→ Set of tasks:
A - In the article on desert bighorn lamb deaths, what share of lambs survived to six months in the first year of the study?
B - Extend the desert bighorn lamb article past its final sentence.

→ Source passage:
BEGIN

What’s killing desert bighorn lambs?

By David Frey

A male lamb is tagged less than 48 hours after its birth. ©R.C. Karsch, New Mexico State University

When New Mexico removed desert bighorn sheep (Ovis canadensis mexicana) from the state’s list of threatened and endangered species, biologists had a pretty good sense of what caused adult sheep to die, but data were scant on what was killing lambs. Past studies looked at tagged bighorns of various ages, but they often missed out on the youngest lambs.

“Lambs are really susceptible to predator species that the adults really aren’t susceptible to,” said TWS member James Cain, co-author on a study on bighorn lamb mortality in the Journal of Wildlife Management, “and there’s a lot of variability in lamb survival from one year to the next.”

The assistant unit leader for wildlife for the U.S. Geological Survey’s New Mexico Cooperative Fish and Wildlife Research Unit, Cain and former graduate student Rebekah Karsch cooperated with New Mexico Department of Game and Fish on a study of bighorn lamb survival and mortality in the Peloncillo Mountains of southern New Mexico. They captured pregnant adult females in the fall of 2011 and 2012 and fitted them with telemetry collars and vaginal implant transmitters. When the lambs were born, they fitted them with adjustable tracking collars to study mortality in the lambs for their first six months of life.

In the two years, researchers counted a total of 14 mortalities, of which 12 were due to predation. In the first year, 71 percent of lambs survived to six months. In the second year of the study, survival decreased to 20 percent, due mostly to an increase in coyote (Canis latrans) predation, which took no lambs the first year but four in the second.

The same animal was photographed during aerial surveys five years later. ©N.M. Tatman, New Mexico Department of Game and Fish

“I was surprised at the difference,” Cain said.

END

→ Data records:
BEGIN

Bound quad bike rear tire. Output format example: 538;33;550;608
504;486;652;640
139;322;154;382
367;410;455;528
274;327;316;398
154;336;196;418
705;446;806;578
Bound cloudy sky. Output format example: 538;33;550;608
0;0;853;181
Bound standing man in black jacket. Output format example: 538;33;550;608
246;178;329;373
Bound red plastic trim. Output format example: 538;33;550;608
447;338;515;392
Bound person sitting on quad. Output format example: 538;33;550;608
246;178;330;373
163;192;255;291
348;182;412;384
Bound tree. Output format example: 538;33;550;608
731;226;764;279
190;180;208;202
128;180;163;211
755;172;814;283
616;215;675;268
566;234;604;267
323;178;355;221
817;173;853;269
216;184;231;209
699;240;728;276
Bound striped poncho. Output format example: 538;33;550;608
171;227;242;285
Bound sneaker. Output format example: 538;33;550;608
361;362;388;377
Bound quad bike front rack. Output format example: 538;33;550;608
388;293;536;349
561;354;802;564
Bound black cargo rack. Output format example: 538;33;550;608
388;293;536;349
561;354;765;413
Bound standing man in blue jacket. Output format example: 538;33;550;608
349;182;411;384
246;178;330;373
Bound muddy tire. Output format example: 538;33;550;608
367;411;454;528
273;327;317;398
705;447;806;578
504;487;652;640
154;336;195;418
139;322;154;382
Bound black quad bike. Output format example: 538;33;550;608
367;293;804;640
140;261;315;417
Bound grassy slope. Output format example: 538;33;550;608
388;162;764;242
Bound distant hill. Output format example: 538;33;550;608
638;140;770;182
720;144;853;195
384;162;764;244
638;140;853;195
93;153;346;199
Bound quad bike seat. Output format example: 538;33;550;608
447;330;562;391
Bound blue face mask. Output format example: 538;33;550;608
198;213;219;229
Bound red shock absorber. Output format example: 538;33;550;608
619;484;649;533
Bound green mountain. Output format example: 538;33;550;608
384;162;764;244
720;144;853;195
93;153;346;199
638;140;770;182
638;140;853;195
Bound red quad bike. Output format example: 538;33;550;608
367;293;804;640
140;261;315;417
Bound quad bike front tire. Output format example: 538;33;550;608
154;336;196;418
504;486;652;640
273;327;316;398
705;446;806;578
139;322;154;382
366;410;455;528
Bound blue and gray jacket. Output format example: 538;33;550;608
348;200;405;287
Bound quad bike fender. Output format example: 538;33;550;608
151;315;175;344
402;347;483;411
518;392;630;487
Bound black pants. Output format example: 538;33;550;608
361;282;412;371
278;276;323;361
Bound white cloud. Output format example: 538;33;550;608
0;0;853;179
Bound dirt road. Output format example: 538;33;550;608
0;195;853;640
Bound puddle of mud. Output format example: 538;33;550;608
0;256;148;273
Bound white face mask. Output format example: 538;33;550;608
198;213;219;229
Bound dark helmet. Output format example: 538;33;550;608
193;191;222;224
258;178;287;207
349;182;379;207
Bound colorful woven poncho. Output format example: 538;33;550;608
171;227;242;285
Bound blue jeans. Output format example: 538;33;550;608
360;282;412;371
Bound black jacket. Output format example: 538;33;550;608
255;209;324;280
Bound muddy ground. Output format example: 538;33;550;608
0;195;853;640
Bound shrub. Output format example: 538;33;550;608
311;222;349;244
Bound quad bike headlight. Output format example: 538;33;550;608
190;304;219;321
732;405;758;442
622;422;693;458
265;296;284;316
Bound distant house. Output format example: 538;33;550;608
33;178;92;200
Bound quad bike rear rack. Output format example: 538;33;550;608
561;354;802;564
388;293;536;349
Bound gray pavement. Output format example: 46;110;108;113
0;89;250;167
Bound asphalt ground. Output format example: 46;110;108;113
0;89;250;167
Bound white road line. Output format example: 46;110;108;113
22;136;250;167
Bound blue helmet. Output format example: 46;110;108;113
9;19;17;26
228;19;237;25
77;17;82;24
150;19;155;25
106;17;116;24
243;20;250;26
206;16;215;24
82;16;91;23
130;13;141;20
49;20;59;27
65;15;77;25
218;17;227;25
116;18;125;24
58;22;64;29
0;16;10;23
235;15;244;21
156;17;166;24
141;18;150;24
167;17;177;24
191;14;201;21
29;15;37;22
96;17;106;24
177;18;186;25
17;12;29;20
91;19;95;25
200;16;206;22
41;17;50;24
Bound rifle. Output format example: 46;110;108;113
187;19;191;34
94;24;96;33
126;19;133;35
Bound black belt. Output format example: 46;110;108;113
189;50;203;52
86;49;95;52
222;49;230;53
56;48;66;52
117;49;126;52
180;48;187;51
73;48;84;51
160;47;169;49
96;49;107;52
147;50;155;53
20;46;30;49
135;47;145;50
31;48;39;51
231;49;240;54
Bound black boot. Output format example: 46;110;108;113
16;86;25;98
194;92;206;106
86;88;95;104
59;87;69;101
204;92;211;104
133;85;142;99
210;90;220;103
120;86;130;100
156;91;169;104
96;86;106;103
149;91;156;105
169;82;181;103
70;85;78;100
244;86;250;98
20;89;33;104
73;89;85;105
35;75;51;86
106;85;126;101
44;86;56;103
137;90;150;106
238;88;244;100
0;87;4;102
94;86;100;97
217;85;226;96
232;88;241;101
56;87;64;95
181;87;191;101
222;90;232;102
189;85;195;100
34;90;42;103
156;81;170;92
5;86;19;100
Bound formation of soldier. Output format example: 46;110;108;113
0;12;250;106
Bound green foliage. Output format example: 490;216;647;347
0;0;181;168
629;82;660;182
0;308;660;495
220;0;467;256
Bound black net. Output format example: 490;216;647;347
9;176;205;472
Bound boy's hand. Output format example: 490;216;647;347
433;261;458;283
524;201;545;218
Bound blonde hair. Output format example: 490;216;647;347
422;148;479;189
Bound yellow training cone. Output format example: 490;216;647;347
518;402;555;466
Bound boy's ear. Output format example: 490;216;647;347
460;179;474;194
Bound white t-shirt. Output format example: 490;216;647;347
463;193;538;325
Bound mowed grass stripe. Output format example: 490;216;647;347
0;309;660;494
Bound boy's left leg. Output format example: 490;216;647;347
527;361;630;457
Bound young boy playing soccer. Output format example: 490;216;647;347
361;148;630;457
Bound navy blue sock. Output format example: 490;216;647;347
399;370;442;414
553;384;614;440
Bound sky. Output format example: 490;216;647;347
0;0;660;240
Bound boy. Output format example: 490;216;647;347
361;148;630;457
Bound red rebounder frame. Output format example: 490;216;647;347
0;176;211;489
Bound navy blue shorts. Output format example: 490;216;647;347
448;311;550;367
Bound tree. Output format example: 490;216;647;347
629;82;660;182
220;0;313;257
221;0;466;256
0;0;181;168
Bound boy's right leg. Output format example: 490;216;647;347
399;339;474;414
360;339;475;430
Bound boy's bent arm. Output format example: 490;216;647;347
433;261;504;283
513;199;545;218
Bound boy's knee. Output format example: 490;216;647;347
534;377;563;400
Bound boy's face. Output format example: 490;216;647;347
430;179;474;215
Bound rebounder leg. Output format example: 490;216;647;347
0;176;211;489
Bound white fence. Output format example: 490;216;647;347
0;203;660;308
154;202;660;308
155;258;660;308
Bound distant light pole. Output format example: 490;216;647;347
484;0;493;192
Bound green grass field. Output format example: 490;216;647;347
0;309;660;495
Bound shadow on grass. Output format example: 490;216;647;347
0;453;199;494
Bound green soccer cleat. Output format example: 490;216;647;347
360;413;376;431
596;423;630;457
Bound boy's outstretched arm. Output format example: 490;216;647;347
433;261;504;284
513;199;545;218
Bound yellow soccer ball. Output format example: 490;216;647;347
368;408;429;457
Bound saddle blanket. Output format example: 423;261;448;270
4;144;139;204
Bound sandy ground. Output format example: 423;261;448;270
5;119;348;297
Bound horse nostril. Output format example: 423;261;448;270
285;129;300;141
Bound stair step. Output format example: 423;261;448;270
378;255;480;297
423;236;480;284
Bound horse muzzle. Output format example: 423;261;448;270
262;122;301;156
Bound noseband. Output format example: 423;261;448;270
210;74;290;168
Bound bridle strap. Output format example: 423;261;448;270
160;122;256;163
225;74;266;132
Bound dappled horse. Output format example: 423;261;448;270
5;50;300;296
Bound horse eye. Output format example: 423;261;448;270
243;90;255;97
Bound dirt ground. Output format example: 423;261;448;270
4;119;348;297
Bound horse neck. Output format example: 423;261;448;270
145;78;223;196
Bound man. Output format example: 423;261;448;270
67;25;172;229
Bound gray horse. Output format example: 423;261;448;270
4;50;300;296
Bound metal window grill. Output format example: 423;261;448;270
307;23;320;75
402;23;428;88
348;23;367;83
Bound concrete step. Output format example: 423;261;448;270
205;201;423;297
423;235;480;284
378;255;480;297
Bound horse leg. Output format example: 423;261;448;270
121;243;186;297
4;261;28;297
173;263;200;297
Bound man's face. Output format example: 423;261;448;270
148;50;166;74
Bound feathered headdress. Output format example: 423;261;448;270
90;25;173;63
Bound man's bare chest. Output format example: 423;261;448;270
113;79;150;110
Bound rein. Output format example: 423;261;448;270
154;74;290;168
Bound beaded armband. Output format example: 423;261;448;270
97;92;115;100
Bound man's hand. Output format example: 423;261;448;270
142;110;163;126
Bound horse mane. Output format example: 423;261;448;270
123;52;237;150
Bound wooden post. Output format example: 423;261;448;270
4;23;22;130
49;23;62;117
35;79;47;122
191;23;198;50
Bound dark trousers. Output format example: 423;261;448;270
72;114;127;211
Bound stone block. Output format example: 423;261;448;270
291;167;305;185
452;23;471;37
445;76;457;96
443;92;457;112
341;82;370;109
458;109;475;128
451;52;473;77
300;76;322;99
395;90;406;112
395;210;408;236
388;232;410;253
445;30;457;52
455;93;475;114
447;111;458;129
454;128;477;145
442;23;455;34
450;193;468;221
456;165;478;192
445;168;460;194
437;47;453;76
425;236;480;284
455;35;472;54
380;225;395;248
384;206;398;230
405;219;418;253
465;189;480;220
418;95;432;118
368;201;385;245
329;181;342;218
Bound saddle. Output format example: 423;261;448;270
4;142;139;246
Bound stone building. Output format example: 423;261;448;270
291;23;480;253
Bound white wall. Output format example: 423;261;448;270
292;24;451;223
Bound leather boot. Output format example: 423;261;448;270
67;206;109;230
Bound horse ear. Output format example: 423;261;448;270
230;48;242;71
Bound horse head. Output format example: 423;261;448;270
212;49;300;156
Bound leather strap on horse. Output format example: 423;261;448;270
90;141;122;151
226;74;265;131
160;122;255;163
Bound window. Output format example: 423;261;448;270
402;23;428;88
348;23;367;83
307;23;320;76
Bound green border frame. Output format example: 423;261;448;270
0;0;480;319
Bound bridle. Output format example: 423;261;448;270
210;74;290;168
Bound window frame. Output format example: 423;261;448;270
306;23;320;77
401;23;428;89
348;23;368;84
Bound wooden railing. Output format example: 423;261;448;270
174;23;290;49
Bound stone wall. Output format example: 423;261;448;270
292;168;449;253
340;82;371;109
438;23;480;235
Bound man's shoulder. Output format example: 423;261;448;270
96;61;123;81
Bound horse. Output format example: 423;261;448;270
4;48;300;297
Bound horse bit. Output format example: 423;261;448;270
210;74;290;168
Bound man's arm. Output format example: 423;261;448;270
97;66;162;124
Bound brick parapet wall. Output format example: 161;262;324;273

END

→ Numbered responses:
A - 71 percent

B -
Those numbers are important, he said, because coyote predation is a particular threat to very young lambs. All of the deaths attributed to coyotes occurred at less than 8 weeks of age. Studies looking at older sheep might miss those deaths and paint a false picture of survival and cause-specific mortality, he said.

In the study, “most of the mortalities occurred very early on,” Cain said. The highest mortality rates — five of the 14 lamb mortalities — occurred before 7 days of age.

Mountain lions killed a total of five lambs in the two years. A gray fox (Urocyon cinereoargenteus) killed one limb the first year. Two lambs were killed by unknown predators in the second year.

Cain said he was surprised to see the gray fox predation, as well as the lack of predation by golden eagles (Aquila chrysaetos), which have been known to take young bighorn.

The findings suggest that removing coyotes around lambing season may be most effective in improving survival, but it’s not easy, Cain said. Bighorn lambing season is unusually long, running from late December through early April. That “would complicate implementing a targeted coyote removal effort,” researchers concluded.